_ACTIVITY_. Should any entry look odd, write it out exactly anyway, along with all the rest.
(Beginning of MATERIAL TO PROCESS)
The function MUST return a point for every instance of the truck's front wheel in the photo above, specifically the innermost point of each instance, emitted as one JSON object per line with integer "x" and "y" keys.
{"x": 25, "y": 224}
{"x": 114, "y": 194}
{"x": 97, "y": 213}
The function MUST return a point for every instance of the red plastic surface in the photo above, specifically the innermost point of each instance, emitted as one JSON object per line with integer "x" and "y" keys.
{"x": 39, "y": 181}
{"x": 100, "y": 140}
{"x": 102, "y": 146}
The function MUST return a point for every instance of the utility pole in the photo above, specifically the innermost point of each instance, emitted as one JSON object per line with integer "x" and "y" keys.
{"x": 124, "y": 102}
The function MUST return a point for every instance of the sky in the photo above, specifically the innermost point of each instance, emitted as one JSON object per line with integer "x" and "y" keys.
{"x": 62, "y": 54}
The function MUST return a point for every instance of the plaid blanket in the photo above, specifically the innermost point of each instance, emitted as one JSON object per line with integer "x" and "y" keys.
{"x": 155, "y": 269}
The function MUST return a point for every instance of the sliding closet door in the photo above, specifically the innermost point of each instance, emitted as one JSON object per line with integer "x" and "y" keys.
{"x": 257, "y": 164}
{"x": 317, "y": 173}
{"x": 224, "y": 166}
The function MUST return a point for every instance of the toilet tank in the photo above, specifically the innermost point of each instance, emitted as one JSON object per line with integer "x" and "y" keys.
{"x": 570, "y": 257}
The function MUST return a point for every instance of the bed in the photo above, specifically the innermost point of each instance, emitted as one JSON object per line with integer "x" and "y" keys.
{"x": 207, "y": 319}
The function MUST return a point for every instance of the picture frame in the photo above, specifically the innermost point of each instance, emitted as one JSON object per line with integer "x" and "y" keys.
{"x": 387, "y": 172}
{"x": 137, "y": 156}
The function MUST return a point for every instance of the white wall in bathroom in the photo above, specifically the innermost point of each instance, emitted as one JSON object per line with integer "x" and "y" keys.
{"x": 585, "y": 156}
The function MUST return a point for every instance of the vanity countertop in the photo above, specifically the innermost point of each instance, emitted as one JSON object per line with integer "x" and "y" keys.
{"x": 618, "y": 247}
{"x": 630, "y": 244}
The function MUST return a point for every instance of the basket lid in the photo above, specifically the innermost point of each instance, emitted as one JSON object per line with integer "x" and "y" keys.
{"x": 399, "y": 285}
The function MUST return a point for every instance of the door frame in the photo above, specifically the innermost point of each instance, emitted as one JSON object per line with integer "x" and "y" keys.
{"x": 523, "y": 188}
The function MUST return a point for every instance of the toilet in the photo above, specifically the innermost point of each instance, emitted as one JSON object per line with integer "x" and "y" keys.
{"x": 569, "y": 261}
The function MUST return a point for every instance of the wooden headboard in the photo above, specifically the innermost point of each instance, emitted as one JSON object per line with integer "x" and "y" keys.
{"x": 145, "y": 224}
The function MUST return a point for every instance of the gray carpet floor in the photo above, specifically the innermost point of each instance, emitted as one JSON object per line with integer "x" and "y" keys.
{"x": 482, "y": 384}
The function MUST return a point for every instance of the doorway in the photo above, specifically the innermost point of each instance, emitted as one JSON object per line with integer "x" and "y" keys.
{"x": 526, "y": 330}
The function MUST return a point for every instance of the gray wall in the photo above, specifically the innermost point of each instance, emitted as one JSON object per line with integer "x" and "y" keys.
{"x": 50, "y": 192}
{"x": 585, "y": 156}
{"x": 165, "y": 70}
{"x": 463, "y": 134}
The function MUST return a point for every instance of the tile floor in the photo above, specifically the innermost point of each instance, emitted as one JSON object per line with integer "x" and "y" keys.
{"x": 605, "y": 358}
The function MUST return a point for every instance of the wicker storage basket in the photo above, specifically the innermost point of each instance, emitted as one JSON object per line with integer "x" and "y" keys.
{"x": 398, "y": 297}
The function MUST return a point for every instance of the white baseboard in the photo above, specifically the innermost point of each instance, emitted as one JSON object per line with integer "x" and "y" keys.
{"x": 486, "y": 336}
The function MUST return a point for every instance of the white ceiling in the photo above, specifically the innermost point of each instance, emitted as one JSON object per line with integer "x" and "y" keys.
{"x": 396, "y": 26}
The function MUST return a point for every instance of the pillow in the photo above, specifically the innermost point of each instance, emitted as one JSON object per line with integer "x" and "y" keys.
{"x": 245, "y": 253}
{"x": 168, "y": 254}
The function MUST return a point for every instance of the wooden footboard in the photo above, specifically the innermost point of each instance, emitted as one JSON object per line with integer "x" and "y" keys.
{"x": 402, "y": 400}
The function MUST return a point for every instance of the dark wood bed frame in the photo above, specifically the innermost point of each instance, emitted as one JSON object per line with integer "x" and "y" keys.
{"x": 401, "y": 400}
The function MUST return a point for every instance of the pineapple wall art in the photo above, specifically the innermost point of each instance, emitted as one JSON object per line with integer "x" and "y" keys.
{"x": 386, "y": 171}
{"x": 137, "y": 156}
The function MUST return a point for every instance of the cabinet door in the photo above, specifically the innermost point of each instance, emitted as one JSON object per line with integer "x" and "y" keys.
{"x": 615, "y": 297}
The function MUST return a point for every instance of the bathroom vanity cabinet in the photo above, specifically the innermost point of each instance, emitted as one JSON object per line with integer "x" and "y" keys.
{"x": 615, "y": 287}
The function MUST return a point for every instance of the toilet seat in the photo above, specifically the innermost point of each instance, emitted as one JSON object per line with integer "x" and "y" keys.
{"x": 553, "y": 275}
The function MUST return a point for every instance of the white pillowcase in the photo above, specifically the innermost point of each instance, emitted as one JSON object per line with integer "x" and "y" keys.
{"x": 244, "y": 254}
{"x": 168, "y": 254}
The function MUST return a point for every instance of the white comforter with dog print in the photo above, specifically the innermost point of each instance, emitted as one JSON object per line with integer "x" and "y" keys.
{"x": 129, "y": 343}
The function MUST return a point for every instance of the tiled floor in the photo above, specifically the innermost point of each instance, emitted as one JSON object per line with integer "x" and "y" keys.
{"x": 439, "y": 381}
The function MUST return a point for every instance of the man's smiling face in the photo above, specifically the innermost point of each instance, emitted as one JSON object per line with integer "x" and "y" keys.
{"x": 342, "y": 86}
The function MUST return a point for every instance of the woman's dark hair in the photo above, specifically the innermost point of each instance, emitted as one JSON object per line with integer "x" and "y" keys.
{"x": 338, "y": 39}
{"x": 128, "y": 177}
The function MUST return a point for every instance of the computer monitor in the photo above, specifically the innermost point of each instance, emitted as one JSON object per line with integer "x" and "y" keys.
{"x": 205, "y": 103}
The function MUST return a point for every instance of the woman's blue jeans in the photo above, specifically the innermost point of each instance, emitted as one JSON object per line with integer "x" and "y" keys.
(End of MATERIAL TO PROCESS)
_RESPONSE TO THIS EXERCISE_.
The function MUST return a point for every instance of the truck's front wheel in the photo above, specifically the innermost point of each instance, emitted as one JSON object per line with integer "x" and "y" keys.
{"x": 25, "y": 224}
{"x": 114, "y": 194}
{"x": 97, "y": 213}
The function MUST return a point for every instance of the red plastic surface in the photo above, specifically the innermost point of each instance, emitted as one JSON object per line with integer "x" and "y" keys.
{"x": 39, "y": 181}
{"x": 100, "y": 140}
{"x": 102, "y": 146}
The function MUST return a point for every instance of the utility pole in the photo above, specifically the innermost point of each instance, emitted as one JSON object per line with integer "x" and "y" keys.
{"x": 124, "y": 102}
The function MUST return a point for every instance of the sky in the photo above, specifically the innermost point of each instance, emitted as one JSON object per line with integer "x" and "y" keys.
{"x": 62, "y": 54}
The function MUST return a point for every instance of the plaid blanket in the photo above, specifically the innermost point of each instance, emitted as one JSON object per line with integer "x" and "y" keys.
{"x": 155, "y": 269}
The function MUST return a point for every instance of the sliding closet door in the photo above, specifically the innermost point of each instance, emitted as one JSON object per line with integer "x" and "y" keys.
{"x": 257, "y": 164}
{"x": 317, "y": 173}
{"x": 224, "y": 166}
The function MUST return a point for every instance of the toilet tank in the photo above, specifically the innermost point of each instance, emitted as one JSON object per line with integer "x" and "y" keys.
{"x": 570, "y": 257}
The function MUST return a point for every instance of the bed in the photo above, specifically the innermost point of each instance, emitted as one JSON object per line with integer "x" and "y" keys.
{"x": 207, "y": 319}
The function MUST return a point for every instance of the picture frame in the photo above, specifically the innermost point of each instance, emitted as one JSON object per line with integer "x" and "y" keys.
{"x": 387, "y": 172}
{"x": 137, "y": 156}
The function MUST return a point for every instance of the white wall in bathroom in the photo above, specifically the innermost point of each instance, emitted as one JSON object per line with integer "x" and "y" keys.
{"x": 585, "y": 156}
The function MUST return a point for every instance of the vanity countertop in the photo above, specifically the innermost point of each instance, emitted as one JSON object per line with integer "x" and "y" keys.
{"x": 618, "y": 247}
{"x": 630, "y": 244}
The function MUST return a point for every instance of the basket lid in the photo above, specifically the innermost point of each instance, emitted as one JSON object per line with integer "x" and "y" keys.
{"x": 399, "y": 285}
The function MUST return a point for every instance of the door frame in the photo above, specifically the innermost point of each instance, emitted as one JSON object per line with integer "x" and "y" keys.
{"x": 523, "y": 188}
The function MUST return a point for every instance of the toilet in the photo above, specifically the innermost point of each instance, emitted as one JSON object per line with integer "x" and "y" keys.
{"x": 569, "y": 261}
The function MUST return a point for every instance of the wooden headboard in the photo above, specifically the innermost point of each instance, emitted as one JSON object per line with integer "x" and "y" keys.
{"x": 145, "y": 224}
The function MUST return a point for every instance of the gray carpet floor in the photo above, specifically the innermost point of each instance, emitted as one JSON object per line with integer "x" and "y" keys.
{"x": 482, "y": 384}
The function MUST return a point for every instance of the doorway in the photo above, specifically the innermost point of each instance, emitted as one JSON object per line with integer "x" and "y" keys.
{"x": 526, "y": 330}
The function MUST return a point for every instance of the gray wall in the photo above, specifically the innermost point of each instance, emitted as one JSON object per line with integer "x" and "y" keys.
{"x": 50, "y": 192}
{"x": 585, "y": 156}
{"x": 165, "y": 70}
{"x": 463, "y": 134}
The function MUST return a point for every instance of the tile floor in the photo above, specifically the innermost point of each instance, emitted as one JSON object per line with integer "x" and "y" keys.
{"x": 605, "y": 358}
The function MUST return a point for every instance of the wicker storage basket in the photo above, specifically the innermost point of each instance, emitted as one JSON object per line with integer "x" and "y" keys.
{"x": 398, "y": 297}
The function MUST return a point for every instance of the white baseboard in the photo above, specifically the innermost point of each instance, emitted as one JSON object per line with integer "x" and "y" keys.
{"x": 486, "y": 336}
The function MUST return a point for every instance of the white ceiling in the photo above, specifically the innermost point of each instance, emitted as one JSON object per line with integer "x" and "y" keys.
{"x": 396, "y": 26}
The function MUST return a point for every instance of the pillow in the photo above, specifically the innermost point of each instance, emitted as one JSON object per line with integer "x" and "y" keys.
{"x": 245, "y": 253}
{"x": 168, "y": 254}
The function MUST return a point for every instance of the wooden footboard in the photo above, specifically the innermost point of each instance, emitted as one JSON object per line with integer "x" and "y" keys.
{"x": 402, "y": 400}
The function MUST return a point for every instance of the dark wood bed frame in the photo above, specifically the innermost point of each instance, emitted as one JSON object per line with integer "x" and "y" keys.
{"x": 401, "y": 400}
The function MUST return a point for every instance of the pineapple wall art in the photo above, specifically the innermost point of each instance, emitted as one JSON object per line with integer "x" and "y" keys.
{"x": 386, "y": 171}
{"x": 137, "y": 156}
The function MUST return a point for every instance of the cabinet door in the photo above, specifically the innermost point of each instance, emitted as one JSON object per line with integer "x" and "y" keys.
{"x": 615, "y": 297}
The function MUST return a point for every instance of the bathroom vanity cabinet in the photo above, specifically the innermost point of each instance, emitted as one JSON object per line with integer "x" and "y" keys.
{"x": 615, "y": 287}
The function MUST return a point for every instance of the toilet seat in the photo above, specifically the innermost point of each instance, emitted as one JSON object per line with integer "x" and "y" keys.
{"x": 553, "y": 275}
The function MUST return a point for every instance of the white pillowcase in the photo above, specifically the innermost point of each instance, emitted as one JSON object per line with integer "x" and "y" keys.
{"x": 244, "y": 254}
{"x": 168, "y": 254}
The function MUST return a point for every instance of the white comforter with dog print in the photo above, specifically the innermost point of each instance, emitted as one JSON object per line with integer "x" and "y" keys.
{"x": 129, "y": 343}
The function MUST return a point for every instance of the tiled floor in the photo above, specifically the innermost point of each instance, emitted as one JSON object per line with integer "x" and "y" keys.
{"x": 439, "y": 381}
The function MUST return a point for every instance of the man's smiling face in the photo above, specifically the innermost point of each instance, emitted as one JSON object per line with integer "x" and "y" keys.
{"x": 342, "y": 86}
The function MUST return a point for every instance of the woman's dark hair in the photo above, specifically the innermost point of each instance, emitted as one JSON object per line with integer "x" and "y" keys.
{"x": 338, "y": 39}
{"x": 128, "y": 177}
The function MUST return a point for every instance of the computer monitor in the photo above, specifically the innermost point of each instance, emitted as one JSON object per line with integer "x" and "y" keys.
{"x": 205, "y": 103}
The function MUST return a point for every instance of the woman's blue jeans in the photo above, specifically the innermost point of each instance, emitted as one JSON object per line with integer "x" and "y" keys.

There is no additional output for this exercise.